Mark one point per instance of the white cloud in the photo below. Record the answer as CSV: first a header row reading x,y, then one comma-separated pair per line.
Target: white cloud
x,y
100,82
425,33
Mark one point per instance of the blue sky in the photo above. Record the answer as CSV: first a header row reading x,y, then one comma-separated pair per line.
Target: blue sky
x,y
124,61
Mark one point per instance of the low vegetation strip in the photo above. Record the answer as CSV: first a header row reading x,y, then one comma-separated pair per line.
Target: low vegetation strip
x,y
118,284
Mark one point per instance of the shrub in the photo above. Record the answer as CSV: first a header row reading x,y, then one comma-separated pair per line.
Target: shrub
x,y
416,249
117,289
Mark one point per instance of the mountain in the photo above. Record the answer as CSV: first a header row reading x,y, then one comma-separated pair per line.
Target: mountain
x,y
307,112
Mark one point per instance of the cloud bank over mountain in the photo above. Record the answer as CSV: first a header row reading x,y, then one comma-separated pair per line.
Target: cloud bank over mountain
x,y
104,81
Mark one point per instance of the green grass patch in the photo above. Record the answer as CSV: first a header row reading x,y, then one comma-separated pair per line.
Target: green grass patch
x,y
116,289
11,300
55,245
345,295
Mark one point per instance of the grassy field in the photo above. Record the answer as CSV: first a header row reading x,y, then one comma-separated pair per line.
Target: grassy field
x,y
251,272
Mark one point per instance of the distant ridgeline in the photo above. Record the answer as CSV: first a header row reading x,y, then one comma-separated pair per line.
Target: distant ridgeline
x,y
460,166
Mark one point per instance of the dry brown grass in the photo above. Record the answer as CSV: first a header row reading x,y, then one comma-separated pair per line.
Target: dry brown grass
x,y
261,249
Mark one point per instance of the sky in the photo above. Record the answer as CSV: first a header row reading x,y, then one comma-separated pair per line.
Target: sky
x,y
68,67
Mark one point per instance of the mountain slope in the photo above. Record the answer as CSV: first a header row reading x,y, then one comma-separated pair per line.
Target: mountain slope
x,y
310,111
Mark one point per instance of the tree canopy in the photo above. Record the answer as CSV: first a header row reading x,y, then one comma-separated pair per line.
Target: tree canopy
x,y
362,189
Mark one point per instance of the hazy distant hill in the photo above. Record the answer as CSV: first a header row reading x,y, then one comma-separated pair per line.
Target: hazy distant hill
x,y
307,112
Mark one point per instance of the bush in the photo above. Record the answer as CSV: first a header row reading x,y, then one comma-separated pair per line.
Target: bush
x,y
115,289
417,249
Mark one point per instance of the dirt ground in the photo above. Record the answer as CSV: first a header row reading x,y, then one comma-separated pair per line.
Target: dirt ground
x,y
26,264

> [AIM OF THE TASK] Reproduce all of the items above verbatim, keeping every line unchanged.

> [EXERCISE ANSWER]
Mark one point per instance of the white cloud in the photo below. Record the answer as CSV: first a header row reading x,y, then one comma-separated pair per line.
Target: white cloud
x,y
100,82
425,33
Mark one point per instance of the blue sky in the photo above. Record the answer as CSV: first a header row reading x,y, then one comma-separated pair per line.
Target: blue sky
x,y
124,61
Mark one point per instance of the low vegetation strip in the photo above. Record the answer as CSV: first a header row reading x,y, then one comma-separated pair per line.
Target: low vegetation strip
x,y
118,284
Mark one point per instance of the shrub in the photo above. Record the answer as CSV: first a header row reading x,y, then one comma-separated pair per line.
Target: shrub
x,y
416,249
117,289
Mark one point per instance of the mountain in the photo above. Record the answer as CSV: first a header row reading x,y, then one comma-separated pair per line.
Target: mountain
x,y
307,112
Mark one point per instance of the cloud bank over mountain in the photo above. Record the answer as CSV: first a header row reading x,y, then one comma-separated pair per line.
Target: cloud bank over mountain
x,y
104,81
Mark one point per instance of the green grass patch in the photo above. Record the answer as CSV: first a header row reading x,y, then one comma-separated pair per line.
Target: green grass patch
x,y
116,289
11,300
55,245
345,295
Mark one point per instance of the grassy field in the photo above. Record the answer as CSV: first a header row reading x,y, then one comma-separated pair per line.
Target: grassy field
x,y
251,272
Mark one point per instance of the distant ridgeline in the photo above. Record the answer as CSV: first a header row reading x,y, then one comma-separated pair per line.
Target: distant ridgeline
x,y
460,166
Mark one point per instance of the dry brown grass in the photo above. Record the answer as CSV: first a header row reading x,y, then one comma-separated pair per line.
Target: dry brown grass
x,y
261,249
Mark one point per instance of the sky in the photo above. Record the answer as CSV: first a header row reading x,y, then one comma-separated pair per line.
Target: sky
x,y
68,67
Mark one point per instance of the mountain slope in the photo above. Record the answer as CSV: first a header row reading x,y, then one comma-separated pair per line.
Target: mountain slope
x,y
310,111
Mark one point per instance of the tree canopy in the photo above. Record the answer as CSV: first a header row reading x,y, then one comma-separated pair per line.
Target: tree canopy
x,y
362,189
Mark one point per instance of the hazy distant hill in the photo above. Record the answer as CSV: first a header row reading x,y, then one comma-separated pair per line.
Target: hazy distant hill
x,y
307,112
Mark one point per instance of the bush in the photo above. Record the answer as CSV: first a header row reading x,y, then one comma-separated pair per line.
Target: bush
x,y
115,289
417,249
Mark one point per instance of the dirt ground in the photo above. Record the answer as CSV: first a header row reading x,y, then one comma-separated pair per line.
Target: dirt ground
x,y
26,264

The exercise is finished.